=== DATA IN THIS EXERCISE ===

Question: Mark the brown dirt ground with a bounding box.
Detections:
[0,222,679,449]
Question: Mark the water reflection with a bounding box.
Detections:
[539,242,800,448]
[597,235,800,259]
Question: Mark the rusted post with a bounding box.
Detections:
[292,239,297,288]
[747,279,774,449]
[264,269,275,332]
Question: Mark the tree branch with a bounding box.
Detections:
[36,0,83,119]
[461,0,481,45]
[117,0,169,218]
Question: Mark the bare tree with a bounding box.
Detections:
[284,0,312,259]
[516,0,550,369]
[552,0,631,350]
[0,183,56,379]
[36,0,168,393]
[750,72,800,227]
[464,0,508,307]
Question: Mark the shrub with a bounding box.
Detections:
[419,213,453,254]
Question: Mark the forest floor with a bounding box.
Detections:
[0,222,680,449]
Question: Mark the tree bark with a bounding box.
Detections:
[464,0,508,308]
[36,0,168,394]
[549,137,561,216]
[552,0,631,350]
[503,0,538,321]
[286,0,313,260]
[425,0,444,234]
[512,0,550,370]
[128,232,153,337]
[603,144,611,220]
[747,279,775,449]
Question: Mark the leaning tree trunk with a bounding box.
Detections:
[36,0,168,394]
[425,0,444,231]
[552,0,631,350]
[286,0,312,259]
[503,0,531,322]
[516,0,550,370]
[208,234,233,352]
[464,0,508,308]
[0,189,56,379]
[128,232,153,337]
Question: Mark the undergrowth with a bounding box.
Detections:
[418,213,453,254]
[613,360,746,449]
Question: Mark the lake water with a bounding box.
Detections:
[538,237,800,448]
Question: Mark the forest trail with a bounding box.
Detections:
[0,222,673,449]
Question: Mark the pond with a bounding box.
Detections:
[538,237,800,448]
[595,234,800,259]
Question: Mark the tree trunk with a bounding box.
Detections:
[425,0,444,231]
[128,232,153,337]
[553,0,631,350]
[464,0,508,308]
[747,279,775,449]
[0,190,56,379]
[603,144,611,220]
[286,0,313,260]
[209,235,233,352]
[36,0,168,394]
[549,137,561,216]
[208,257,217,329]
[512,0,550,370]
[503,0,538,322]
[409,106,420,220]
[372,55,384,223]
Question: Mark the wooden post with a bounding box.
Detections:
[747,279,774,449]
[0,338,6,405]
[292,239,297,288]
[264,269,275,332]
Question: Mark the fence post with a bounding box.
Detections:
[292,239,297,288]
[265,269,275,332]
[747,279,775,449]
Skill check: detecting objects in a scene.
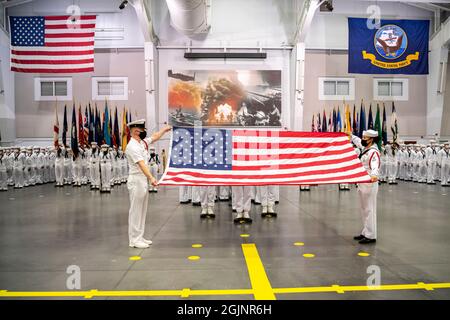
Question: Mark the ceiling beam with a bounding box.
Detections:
[2,0,33,9]
[292,0,324,44]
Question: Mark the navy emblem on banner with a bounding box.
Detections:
[348,18,429,74]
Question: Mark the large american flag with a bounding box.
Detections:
[160,127,370,186]
[10,15,96,73]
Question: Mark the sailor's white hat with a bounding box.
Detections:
[363,130,378,138]
[127,119,145,129]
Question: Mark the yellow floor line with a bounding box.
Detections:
[242,243,276,300]
[0,284,450,299]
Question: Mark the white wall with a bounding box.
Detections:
[0,28,16,143]
[8,0,144,48]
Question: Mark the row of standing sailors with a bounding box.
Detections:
[179,186,280,223]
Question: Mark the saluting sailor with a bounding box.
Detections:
[352,130,380,244]
[125,119,172,249]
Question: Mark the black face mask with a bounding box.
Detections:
[139,131,147,140]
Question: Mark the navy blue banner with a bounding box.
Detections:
[348,18,430,74]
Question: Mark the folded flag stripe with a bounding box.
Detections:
[10,15,96,73]
[160,127,370,185]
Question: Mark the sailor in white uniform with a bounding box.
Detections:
[125,119,172,249]
[352,130,380,244]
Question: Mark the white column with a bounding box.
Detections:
[292,42,305,131]
[0,29,16,145]
[144,42,158,131]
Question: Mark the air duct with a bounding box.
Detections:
[166,0,209,35]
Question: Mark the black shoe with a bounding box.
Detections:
[243,218,253,224]
[359,238,377,244]
[261,212,277,218]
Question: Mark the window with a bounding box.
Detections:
[92,77,128,100]
[319,78,355,100]
[373,78,408,101]
[34,78,72,101]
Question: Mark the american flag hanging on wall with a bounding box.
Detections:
[160,127,370,186]
[10,15,96,73]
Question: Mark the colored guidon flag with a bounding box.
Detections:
[159,127,371,186]
[9,15,96,73]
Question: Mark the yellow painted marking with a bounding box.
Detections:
[181,288,191,298]
[242,243,276,300]
[129,256,142,261]
[0,282,450,299]
[358,252,370,257]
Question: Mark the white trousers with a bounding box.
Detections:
[179,186,192,202]
[231,186,252,213]
[441,159,450,186]
[256,186,278,207]
[127,174,148,244]
[427,160,437,183]
[100,162,111,191]
[199,186,216,209]
[13,167,24,188]
[358,182,378,239]
[0,168,8,190]
[149,163,158,190]
[90,162,100,187]
[192,186,201,203]
[219,186,230,200]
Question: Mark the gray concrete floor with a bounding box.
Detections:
[0,183,450,299]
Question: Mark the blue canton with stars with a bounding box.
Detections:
[10,17,45,47]
[170,127,232,170]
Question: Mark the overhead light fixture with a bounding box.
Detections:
[184,52,267,59]
[119,0,128,10]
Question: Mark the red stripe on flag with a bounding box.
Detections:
[161,172,370,186]
[11,50,94,56]
[44,15,97,21]
[233,153,356,171]
[11,59,94,65]
[233,148,354,161]
[45,23,95,29]
[233,130,348,138]
[45,41,94,47]
[233,141,348,150]
[11,67,94,73]
[163,163,361,180]
[45,32,95,38]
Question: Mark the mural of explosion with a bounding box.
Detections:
[168,70,281,127]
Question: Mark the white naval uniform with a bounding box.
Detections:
[89,148,100,189]
[439,149,450,186]
[352,136,380,239]
[256,185,278,207]
[125,138,152,245]
[0,154,8,191]
[425,147,438,184]
[199,186,216,209]
[178,186,192,203]
[231,186,253,213]
[100,151,111,192]
[55,149,64,186]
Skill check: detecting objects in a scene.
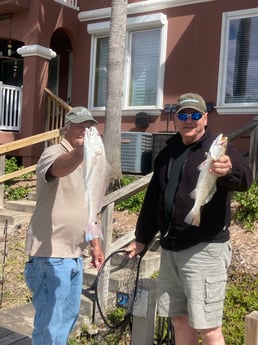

===

**BRIEF:**
Output the whole listing above as a numbered list with no blank lines, and leave out the pictures.

**FULL ANSWER:**
1. Question: Mark the brown dirt ground with a bounding box.
2. Detections:
3. [0,222,679,449]
4. Question: Mark the water reflection with a bounding box.
5. Detections:
6. [539,242,800,448]
7. [597,235,800,259]
8. Question: Mark the rusted post with a bounding box.
9. Detections:
10. [292,239,297,288]
11. [747,279,774,449]
12. [264,269,275,332]
13. Question: Mark the tree branch with a bounding box.
14. Detections:
15. [36,0,83,119]
16. [461,0,481,45]
17. [117,0,169,218]
18. Question: Mark the bare tree with a bounding box.
19. Detections:
20. [284,0,312,259]
21. [516,0,550,369]
22. [552,0,631,350]
23. [0,183,56,379]
24. [36,0,168,393]
25. [750,72,800,227]
26. [464,0,508,307]
27. Question: Mark the shrub with a bounding box.
28. Detections:
29. [419,213,453,254]
30. Question: Mark the forest floor with a bounding box.
31. Detections:
32. [0,222,680,449]
33. Question: Mark the tree bark with a bounding box.
34. Detections:
35. [464,0,508,308]
36. [36,0,168,394]
37. [549,137,561,216]
38. [552,0,631,350]
39. [503,0,538,321]
40. [286,0,313,260]
41. [425,0,444,234]
42. [512,0,550,370]
43. [128,232,153,337]
44. [603,144,611,220]
45. [747,279,775,449]
46. Question: Mark the leaning tree trunk with a bounding box.
47. Detections:
48. [36,0,168,394]
49. [425,0,444,231]
50. [552,0,631,350]
51. [286,0,312,259]
52. [503,0,531,322]
53. [516,0,550,370]
54. [208,234,233,352]
55. [464,0,508,308]
56. [0,189,56,379]
57. [128,232,153,337]
58. Question: Mark the undergrowth with a bounding box.
59. Detections:
60. [418,213,453,254]
61. [613,360,746,449]
62. Question: Mark the lake water with a bounding box.
63. Detections:
64. [538,237,800,448]
65. Question: Mark the forest trail with a bounding box.
66. Detections:
67. [0,222,673,449]
68. Question: Mark the pond with a bounding box.
69. Detections:
70. [538,237,800,448]
71. [595,234,800,259]
72. Question: Mark the tree trunk with a bounding box.
73. Detections:
74. [425,0,444,231]
75. [128,232,153,337]
76. [553,0,631,350]
77. [464,0,508,308]
78. [747,279,775,449]
79. [0,190,56,379]
80. [603,144,611,220]
81. [286,0,313,260]
82. [209,235,233,352]
83. [36,0,168,394]
84. [549,137,561,216]
85. [208,257,217,329]
86. [512,0,550,370]
87. [503,0,538,322]
88. [409,106,420,220]
89. [372,55,384,223]
90. Question: Mark the wooden post with a bounding box.
91. Detections:
92. [747,279,774,449]
93. [0,338,6,405]
94. [292,239,297,288]
95. [264,269,275,332]
96. Question: Mark the fence post with a bounding box.
97. Detections:
98. [292,239,297,288]
99. [265,269,275,332]
100. [747,279,775,449]
101. Skill check: detecting objects in a scene.
102. Question: Mark the ceiling beam with a bounding box.
103. Detections:
104. [2,0,33,9]
105. [292,0,324,44]
106. Question: Mark the navy emblem on banner with a bounding box.
107. Detections:
108. [348,18,429,74]
109. Question: Mark the large american flag with a bounding box.
110. Detections:
111. [160,127,370,186]
112. [10,15,96,73]
113. Question: Mark the sailor's white hat with a bounding box.
114. Detections:
115. [363,130,378,138]
116. [127,119,145,129]
117. Question: Mark the yellow floor line with a bounding box.
118. Detections:
119. [242,243,276,300]
120. [0,284,450,299]
121. Question: Mark the white wall with a bounding box.
122. Detections:
123. [0,28,16,143]
124. [8,0,144,48]
125. Question: Mark the row of standing sailors with a bounding box.
126. Detections:
127. [179,186,280,223]
128. Question: Mark the saluting sailor with a bounding box.
129. Detections:
130. [352,130,380,244]
131. [125,119,172,249]
132. Question: Mark the black face mask with a bounding box.
133. Detections:
134. [139,131,147,140]
135. Question: Mark the navy blue banner with a bounding box.
136. Detections:
137. [348,18,430,74]
138. Question: Mark the folded flag stripe with a bounding box.
139. Detections:
140. [10,15,96,73]
141. [160,127,370,185]
142. Question: Mark the sailor in white uniform with a bounding box.
143. Detections:
144. [125,119,172,249]
145. [352,130,380,244]
146. Question: Mark the white column with a bounding box.
147. Detections:
148. [292,42,305,131]
149. [0,29,16,145]
150. [144,42,158,131]
151. Question: Mark the air duct with a bounding box.
152. Detections:
153. [166,0,209,35]
154. Question: Mark the black shoe with a bounding box.
155. Detections:
156. [243,218,253,224]
157. [359,238,377,244]
158. [261,212,277,218]
159. Question: Mark the window with a bounding box.
160. Detections:
161. [92,77,128,100]
162. [319,78,355,100]
163. [373,78,408,101]
164. [34,78,72,101]
165. Question: Mark the american flag hanging on wall with a bounding box.
166. Detections:
167. [160,127,370,186]
168. [10,15,96,73]
169. Question: Mark the colored guidon flag with a bounding box.
170. Detections:
171. [159,127,371,186]
172. [9,15,96,73]
173. Question: Mark the yellow painted marking with a bounding box.
174. Detections:
175. [181,288,191,298]
176. [242,243,276,300]
177. [129,256,142,261]
178. [0,282,450,299]
179. [358,252,370,257]
180. Question: Mark the white trousers with a bounding box.
181. Detections:
182. [179,186,192,202]
183. [231,186,252,213]
184. [441,159,450,186]
185. [256,186,278,207]
186. [127,174,148,244]
187. [427,160,437,183]
188. [100,162,111,191]
189. [199,186,216,209]
190. [13,167,24,188]
191. [358,182,378,239]
192. [0,168,8,190]
193. [149,163,158,190]
194. [90,162,100,187]
195. [192,186,201,203]
196. [219,186,230,200]
197. Question: Mark the gray concrete floor with a bounding box.
198. Detections:
199. [0,183,450,299]
200. Question: Mark the blue canton with stars with a bounding box.
201. Detections:
202. [10,17,45,47]
203. [170,127,232,170]
204. Question: Mark the overhead light fixture with a bounding box.
205. Detections:
206. [184,52,267,59]
207. [119,0,128,10]
208. Question: Mark the red stripe on flag with a bounding box.
209. Detections:
210. [161,172,370,186]
211. [11,50,94,56]
212. [44,15,97,21]
213. [233,153,356,171]
214. [11,59,94,65]
215. [233,148,354,161]
216. [45,23,95,29]
217. [233,130,348,138]
218. [45,41,94,47]
219. [233,141,348,150]
220. [11,67,94,73]
221. [163,163,361,180]
222. [45,32,95,38]
223. Question: Mark the mural of explosion with a bounding box.
224. Detections:
225. [168,70,281,127]
226. Question: Mark the white naval uniform with a bounding box.
227. Detections:
228. [89,148,100,189]
229. [439,149,450,186]
230. [352,136,380,239]
231. [256,185,278,207]
232. [125,138,152,245]
233. [0,154,8,191]
234. [425,147,438,184]
235. [199,186,216,209]
236. [178,186,192,203]
237. [231,186,253,213]
238. [100,151,111,192]
239. [55,149,64,186]
240. Skill check: detecting objects in a scene.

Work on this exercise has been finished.